252 Ind. 109

Morrison’s Southern Plaza Corp., et al. v. Southern Plaza, Inc.

[No. 469S71.

Filed April 8, 1969.

Rehearing denied May 20, 1969.]

*111Eskenazi, Mitchell & Yosha, Indianapolis, and Sparrenberger, Duvall, Tabbert & Lalley, Indianapolis, for appellants.

Ben J. Weaver, Charles G. Reeder, Johnson, Weaver & Martz, Indianapolis, for appellee.

Hunter, J.

Petitioner, the owner of a shopping center, sued the respondent, the lessee, for back rent and common area costs under a written lease. In the third rhetorical paragraph of the complaint, the petitioner alleged:

“Pursuant to said lease the defendant Morrison’s Southern Plaza Corporation took possession of said premises and has since and does still occupy the same under said lease.”

Respondent answered, specifically denying this allegation, and further asserting that the landlord had breached a provision in the lease which prohibited it from renting space to the lessee’s competitors. Respondent also counterclaimed for damages alleged to have been sustained as a result of the landlord’s breach. The petitioner replied denying that it had breached the restrictive provision in the lease.

▸ Written problem 1
Show every line in the listing below that contains the word "ball", matching its case.

▸ Material for this exercise
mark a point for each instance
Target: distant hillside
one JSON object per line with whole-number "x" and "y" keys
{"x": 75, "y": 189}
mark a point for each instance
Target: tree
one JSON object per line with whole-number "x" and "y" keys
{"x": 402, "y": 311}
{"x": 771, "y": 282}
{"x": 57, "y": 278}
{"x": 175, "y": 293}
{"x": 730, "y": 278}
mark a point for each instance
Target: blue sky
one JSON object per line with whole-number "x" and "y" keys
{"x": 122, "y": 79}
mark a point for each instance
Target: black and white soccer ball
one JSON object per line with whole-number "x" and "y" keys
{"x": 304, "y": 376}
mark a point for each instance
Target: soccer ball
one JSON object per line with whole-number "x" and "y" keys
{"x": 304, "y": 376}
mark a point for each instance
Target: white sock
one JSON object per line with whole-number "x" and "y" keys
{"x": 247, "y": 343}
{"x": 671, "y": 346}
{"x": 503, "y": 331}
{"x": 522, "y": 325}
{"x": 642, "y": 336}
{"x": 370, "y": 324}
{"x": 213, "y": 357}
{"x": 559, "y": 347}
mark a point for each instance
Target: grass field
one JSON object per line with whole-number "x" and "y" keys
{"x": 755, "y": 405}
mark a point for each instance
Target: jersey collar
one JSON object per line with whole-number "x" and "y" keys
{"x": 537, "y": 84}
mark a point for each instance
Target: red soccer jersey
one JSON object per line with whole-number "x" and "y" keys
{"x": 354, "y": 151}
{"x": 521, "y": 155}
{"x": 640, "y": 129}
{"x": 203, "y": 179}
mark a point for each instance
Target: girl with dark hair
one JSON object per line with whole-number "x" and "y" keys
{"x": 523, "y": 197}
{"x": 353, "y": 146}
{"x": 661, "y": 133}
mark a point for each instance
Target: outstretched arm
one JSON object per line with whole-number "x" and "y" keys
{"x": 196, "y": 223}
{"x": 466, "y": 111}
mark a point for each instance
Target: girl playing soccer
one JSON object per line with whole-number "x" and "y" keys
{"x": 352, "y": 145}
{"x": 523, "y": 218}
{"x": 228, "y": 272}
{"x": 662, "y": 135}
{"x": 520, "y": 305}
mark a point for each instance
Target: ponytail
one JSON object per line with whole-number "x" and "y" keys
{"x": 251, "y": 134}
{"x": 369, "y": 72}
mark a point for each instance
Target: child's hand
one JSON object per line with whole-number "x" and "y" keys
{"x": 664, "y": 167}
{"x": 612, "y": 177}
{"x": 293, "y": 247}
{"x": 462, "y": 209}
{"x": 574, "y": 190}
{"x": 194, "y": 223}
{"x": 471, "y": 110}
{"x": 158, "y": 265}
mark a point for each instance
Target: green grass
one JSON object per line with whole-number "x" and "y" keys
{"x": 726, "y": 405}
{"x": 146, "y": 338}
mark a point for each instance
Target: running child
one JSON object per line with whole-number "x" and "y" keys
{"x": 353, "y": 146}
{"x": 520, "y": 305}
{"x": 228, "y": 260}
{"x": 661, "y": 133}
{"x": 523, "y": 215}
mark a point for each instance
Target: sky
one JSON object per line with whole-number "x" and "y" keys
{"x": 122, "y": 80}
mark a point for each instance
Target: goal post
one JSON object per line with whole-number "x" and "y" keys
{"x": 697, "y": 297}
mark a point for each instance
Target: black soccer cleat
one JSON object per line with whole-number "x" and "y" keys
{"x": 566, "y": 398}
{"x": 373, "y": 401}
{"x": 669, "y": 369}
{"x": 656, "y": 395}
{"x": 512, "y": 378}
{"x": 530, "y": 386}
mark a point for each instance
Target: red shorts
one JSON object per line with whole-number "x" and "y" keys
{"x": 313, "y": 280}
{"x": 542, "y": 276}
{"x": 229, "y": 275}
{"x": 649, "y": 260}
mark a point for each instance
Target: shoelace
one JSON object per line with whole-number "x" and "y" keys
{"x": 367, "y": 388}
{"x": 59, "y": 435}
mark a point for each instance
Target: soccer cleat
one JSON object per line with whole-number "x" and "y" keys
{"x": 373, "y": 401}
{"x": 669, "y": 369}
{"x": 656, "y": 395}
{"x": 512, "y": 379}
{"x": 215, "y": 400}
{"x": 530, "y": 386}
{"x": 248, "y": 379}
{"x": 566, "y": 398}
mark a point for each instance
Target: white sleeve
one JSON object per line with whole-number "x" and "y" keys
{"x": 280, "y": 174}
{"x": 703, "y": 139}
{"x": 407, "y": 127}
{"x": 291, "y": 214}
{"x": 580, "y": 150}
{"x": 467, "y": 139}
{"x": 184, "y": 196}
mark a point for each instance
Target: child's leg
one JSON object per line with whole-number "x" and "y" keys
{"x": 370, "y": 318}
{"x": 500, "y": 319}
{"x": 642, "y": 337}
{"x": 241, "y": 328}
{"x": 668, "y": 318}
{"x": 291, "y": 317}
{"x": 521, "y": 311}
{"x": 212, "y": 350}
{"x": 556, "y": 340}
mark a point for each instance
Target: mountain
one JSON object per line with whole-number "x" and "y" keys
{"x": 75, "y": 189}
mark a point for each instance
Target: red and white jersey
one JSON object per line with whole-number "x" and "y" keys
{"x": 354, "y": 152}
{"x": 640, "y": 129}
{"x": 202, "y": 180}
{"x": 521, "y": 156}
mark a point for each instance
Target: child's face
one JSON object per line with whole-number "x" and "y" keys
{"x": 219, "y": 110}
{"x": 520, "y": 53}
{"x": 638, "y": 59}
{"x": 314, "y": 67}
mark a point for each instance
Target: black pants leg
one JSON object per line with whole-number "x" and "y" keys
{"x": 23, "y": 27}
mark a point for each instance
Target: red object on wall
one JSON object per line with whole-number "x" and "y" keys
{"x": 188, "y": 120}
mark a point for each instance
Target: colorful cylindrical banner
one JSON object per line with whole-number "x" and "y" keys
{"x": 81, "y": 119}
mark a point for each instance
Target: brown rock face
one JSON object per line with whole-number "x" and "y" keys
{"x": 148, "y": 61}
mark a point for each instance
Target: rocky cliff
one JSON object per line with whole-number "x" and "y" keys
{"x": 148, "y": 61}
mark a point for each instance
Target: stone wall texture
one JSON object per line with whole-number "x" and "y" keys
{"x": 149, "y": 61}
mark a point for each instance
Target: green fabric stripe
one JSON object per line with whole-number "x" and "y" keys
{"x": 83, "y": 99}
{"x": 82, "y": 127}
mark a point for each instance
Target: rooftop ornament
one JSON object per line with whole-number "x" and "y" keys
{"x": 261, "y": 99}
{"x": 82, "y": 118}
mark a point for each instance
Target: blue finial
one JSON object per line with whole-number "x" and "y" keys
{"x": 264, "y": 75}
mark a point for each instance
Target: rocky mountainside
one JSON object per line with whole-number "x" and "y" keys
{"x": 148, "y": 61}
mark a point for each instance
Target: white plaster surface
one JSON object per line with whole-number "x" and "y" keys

▸ Written problem 2
Retype the court opinion from "Petitioner, the owner" up to and including "in the lease.".

▸ Complete response 1
Target: black and white soccer ball
Target: soccer ball

▸ Complete response 2
Petitioner, the owner of a shopping center, sued the respondent, the lessee, for back rent and common area costs under a written lease. In the third rhetorical paragraph of the complaint, the petitioner alleged:

“Pursuant to said lease the defendant Morrison’s Southern Plaza Corporation took possession of said premises and has since and does still occupy the same under said lease.”

Respondent answered, specifically denying this allegation, and further asserting that the landlord had breached a provision in the lease which prohibited it from renting space to the lessee’s competitors. Respondent also counterclaimed for damages alleged to have been sustained as a result of the landlord’s breach. The petitioner replied denying that it had breached the restrictive provision in the lease.